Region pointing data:

#####

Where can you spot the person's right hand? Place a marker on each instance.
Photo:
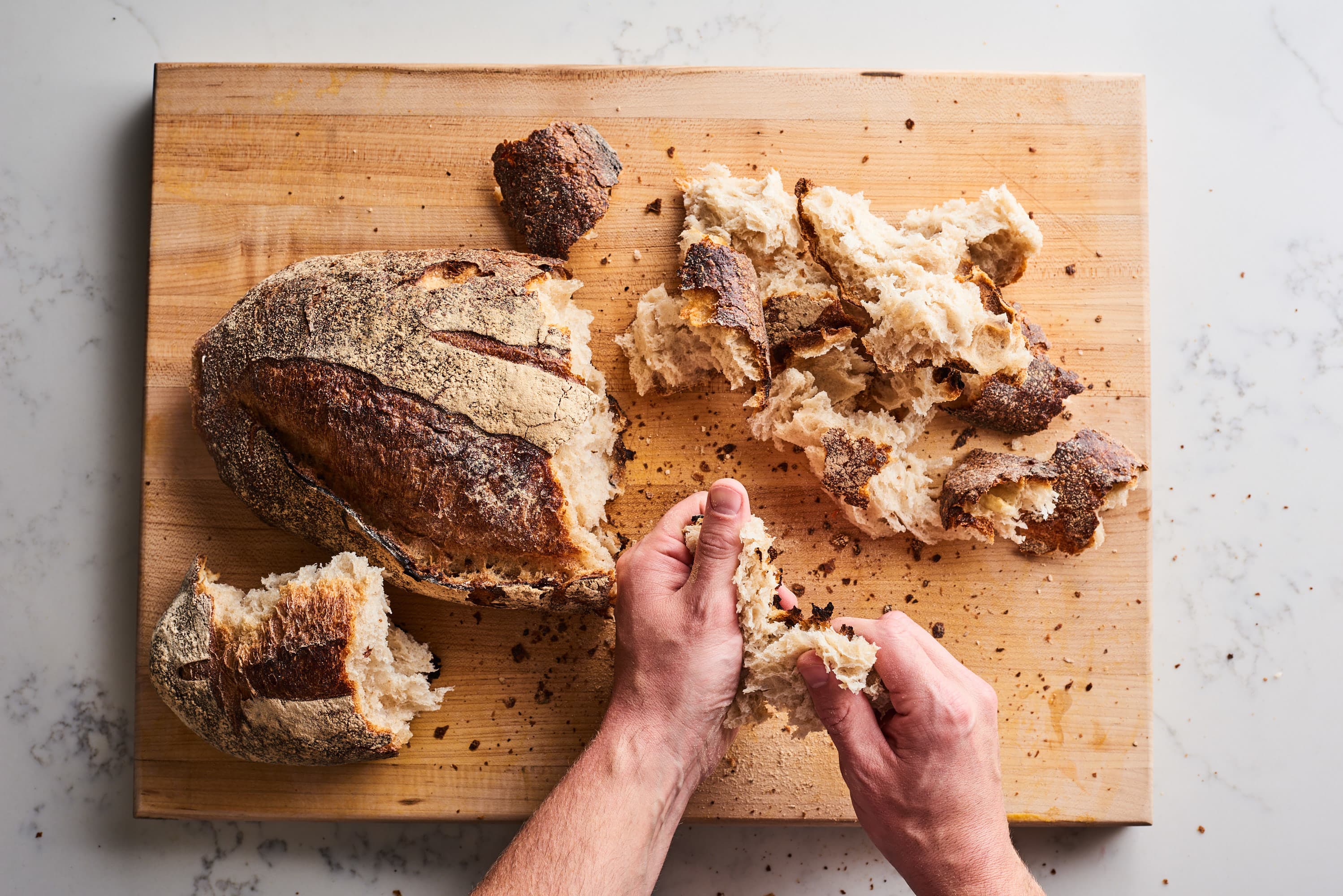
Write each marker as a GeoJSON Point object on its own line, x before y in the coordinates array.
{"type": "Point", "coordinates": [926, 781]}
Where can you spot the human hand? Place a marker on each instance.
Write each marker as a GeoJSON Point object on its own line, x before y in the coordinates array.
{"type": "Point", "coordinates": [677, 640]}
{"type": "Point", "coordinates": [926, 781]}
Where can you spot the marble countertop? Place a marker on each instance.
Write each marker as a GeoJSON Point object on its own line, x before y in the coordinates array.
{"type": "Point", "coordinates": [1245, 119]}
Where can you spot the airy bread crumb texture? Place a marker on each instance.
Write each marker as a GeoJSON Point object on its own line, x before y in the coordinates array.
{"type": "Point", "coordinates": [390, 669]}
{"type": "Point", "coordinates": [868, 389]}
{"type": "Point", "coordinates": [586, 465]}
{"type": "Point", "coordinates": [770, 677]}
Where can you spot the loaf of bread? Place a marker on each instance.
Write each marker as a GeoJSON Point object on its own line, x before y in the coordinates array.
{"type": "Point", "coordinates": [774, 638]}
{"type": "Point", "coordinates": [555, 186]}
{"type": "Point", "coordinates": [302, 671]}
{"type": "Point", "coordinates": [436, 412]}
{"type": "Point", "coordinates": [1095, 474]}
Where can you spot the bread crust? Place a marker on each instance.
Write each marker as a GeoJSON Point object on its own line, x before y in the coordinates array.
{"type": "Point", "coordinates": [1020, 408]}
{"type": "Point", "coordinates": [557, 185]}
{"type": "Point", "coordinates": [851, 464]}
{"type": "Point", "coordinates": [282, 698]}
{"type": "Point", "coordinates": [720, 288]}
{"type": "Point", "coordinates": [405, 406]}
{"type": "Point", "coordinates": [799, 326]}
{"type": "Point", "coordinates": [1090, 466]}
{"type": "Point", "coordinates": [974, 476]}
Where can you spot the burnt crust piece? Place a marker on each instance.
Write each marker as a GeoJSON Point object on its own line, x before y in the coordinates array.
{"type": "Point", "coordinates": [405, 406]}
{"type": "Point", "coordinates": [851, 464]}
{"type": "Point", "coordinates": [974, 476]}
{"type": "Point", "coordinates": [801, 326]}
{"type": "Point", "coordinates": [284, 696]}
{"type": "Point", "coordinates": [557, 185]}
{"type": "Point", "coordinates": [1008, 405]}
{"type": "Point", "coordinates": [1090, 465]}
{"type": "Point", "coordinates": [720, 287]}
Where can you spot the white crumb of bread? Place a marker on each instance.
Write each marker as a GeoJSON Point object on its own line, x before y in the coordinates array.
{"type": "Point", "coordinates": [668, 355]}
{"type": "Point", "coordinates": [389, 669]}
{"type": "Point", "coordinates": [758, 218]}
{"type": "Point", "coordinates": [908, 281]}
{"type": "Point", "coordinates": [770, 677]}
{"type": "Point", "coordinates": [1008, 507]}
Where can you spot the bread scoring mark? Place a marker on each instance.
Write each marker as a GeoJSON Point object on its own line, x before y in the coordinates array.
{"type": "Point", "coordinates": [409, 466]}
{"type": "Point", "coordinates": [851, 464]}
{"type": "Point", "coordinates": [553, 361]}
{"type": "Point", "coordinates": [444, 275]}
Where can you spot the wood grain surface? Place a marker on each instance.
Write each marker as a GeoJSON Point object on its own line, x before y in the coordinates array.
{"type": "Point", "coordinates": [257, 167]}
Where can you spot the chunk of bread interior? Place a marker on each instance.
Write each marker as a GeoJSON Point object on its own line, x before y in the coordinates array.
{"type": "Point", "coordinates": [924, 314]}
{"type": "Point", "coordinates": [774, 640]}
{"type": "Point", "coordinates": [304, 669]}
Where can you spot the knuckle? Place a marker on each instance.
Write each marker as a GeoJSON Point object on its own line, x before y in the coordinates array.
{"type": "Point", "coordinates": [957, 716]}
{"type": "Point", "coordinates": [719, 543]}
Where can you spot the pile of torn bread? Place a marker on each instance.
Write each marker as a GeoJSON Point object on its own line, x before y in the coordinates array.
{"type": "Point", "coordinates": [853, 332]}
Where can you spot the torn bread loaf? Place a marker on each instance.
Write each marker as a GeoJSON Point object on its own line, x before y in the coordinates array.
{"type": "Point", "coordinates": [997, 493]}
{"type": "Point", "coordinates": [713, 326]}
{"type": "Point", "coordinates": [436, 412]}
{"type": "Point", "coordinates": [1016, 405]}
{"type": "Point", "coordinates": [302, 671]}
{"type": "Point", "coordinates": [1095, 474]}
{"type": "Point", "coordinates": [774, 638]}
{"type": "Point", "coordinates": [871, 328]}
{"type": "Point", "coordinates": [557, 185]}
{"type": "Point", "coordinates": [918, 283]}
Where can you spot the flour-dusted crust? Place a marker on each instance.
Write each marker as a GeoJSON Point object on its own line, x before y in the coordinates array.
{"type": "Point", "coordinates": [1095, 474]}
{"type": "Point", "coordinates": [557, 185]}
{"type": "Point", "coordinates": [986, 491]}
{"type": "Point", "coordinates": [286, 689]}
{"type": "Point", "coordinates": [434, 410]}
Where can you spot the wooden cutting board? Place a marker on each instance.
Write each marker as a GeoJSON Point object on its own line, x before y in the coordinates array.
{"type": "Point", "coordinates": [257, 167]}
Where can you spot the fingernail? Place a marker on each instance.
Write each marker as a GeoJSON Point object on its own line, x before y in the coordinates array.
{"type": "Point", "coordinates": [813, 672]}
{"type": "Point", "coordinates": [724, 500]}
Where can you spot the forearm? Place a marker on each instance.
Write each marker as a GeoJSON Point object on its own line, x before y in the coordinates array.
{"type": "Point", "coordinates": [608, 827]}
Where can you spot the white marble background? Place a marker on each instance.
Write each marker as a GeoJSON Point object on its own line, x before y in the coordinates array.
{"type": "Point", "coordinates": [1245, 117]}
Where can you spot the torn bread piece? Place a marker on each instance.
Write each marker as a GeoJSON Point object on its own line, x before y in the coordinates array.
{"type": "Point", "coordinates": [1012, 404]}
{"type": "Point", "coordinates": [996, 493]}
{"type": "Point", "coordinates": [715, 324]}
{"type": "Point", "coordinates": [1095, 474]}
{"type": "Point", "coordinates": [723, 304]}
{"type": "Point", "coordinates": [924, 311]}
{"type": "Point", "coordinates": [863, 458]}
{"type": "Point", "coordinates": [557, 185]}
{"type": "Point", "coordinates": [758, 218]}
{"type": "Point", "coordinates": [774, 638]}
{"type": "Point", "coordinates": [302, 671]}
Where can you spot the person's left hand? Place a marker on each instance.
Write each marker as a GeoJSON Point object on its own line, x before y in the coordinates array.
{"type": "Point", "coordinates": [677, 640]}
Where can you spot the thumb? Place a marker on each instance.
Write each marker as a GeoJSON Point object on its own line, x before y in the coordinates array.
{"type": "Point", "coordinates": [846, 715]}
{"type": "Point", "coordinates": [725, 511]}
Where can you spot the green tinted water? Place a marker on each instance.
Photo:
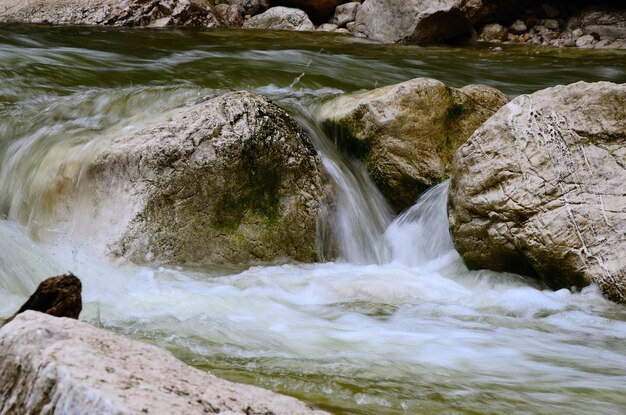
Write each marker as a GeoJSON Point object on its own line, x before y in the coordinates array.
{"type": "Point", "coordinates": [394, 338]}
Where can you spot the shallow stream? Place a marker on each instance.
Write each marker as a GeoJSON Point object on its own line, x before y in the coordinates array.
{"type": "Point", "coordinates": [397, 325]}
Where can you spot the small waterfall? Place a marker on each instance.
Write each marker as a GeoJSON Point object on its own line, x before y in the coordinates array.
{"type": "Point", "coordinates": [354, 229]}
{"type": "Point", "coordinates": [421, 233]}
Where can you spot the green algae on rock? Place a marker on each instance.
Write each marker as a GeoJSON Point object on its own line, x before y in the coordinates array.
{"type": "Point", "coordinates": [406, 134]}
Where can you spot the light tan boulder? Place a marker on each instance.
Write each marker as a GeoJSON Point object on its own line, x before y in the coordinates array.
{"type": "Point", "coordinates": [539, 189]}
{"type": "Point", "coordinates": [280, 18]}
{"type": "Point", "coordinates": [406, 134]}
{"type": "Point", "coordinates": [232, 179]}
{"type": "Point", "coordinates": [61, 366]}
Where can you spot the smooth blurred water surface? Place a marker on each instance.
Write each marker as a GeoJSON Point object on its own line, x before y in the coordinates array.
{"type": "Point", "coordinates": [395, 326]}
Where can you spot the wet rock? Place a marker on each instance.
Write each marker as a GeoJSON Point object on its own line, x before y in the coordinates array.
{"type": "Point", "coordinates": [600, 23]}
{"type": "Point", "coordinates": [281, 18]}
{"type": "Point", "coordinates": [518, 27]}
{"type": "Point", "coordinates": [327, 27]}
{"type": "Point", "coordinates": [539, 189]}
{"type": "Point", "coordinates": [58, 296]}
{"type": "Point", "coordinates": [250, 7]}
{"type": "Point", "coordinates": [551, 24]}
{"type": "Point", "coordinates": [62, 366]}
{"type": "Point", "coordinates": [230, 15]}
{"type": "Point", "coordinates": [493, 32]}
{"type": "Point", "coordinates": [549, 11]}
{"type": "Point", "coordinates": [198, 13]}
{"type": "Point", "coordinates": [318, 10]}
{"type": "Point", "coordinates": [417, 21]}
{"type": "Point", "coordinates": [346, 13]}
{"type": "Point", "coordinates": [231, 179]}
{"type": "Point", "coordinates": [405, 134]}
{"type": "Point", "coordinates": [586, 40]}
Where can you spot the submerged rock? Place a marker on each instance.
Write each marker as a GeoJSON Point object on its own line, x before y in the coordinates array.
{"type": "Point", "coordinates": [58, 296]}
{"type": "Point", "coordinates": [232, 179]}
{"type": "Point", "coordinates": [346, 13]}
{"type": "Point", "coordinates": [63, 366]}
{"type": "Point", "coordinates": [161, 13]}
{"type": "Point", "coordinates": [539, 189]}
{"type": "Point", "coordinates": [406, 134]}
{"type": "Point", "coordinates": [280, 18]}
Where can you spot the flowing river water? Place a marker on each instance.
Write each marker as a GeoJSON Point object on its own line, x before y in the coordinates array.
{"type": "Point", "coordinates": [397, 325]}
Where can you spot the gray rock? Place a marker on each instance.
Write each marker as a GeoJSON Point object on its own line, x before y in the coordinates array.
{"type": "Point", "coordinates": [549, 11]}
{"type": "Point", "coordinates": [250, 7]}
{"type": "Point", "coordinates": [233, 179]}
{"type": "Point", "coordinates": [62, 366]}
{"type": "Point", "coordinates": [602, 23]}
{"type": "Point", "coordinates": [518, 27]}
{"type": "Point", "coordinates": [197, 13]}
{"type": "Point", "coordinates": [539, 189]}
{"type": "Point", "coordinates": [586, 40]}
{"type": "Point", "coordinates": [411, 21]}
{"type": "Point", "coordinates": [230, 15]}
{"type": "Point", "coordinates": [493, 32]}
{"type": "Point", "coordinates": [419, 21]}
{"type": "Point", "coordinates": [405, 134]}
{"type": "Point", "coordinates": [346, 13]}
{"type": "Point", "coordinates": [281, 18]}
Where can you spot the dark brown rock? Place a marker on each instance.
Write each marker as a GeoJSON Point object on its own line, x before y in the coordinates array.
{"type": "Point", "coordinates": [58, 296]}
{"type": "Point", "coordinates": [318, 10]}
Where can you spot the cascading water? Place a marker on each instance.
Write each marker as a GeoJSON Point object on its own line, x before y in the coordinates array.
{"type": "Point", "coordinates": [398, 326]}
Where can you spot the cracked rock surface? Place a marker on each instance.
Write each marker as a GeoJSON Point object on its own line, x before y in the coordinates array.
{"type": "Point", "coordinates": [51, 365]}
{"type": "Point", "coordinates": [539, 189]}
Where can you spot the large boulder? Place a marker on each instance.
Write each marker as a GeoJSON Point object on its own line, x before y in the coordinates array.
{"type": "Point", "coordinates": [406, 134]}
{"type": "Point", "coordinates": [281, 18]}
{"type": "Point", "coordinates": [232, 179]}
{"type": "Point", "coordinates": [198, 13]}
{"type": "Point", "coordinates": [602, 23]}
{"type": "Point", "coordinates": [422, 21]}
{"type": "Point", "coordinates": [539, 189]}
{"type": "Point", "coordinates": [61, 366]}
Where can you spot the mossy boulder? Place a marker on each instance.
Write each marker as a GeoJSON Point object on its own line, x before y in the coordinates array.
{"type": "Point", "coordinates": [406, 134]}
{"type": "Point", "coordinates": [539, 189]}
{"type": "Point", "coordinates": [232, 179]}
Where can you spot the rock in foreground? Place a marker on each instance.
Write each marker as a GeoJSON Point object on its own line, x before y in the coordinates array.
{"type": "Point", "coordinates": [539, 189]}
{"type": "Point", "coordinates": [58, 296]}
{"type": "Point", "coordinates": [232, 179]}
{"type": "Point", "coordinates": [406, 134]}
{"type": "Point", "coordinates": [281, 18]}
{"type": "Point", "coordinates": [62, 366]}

#####

Within the records, filter for lines that contain the word "white" and show each one.

▶ _Written answer_
Where can you spot the white crumb of bread? Place a marker on each instance.
Where can you spot the white marble background? Place a marker on each instance.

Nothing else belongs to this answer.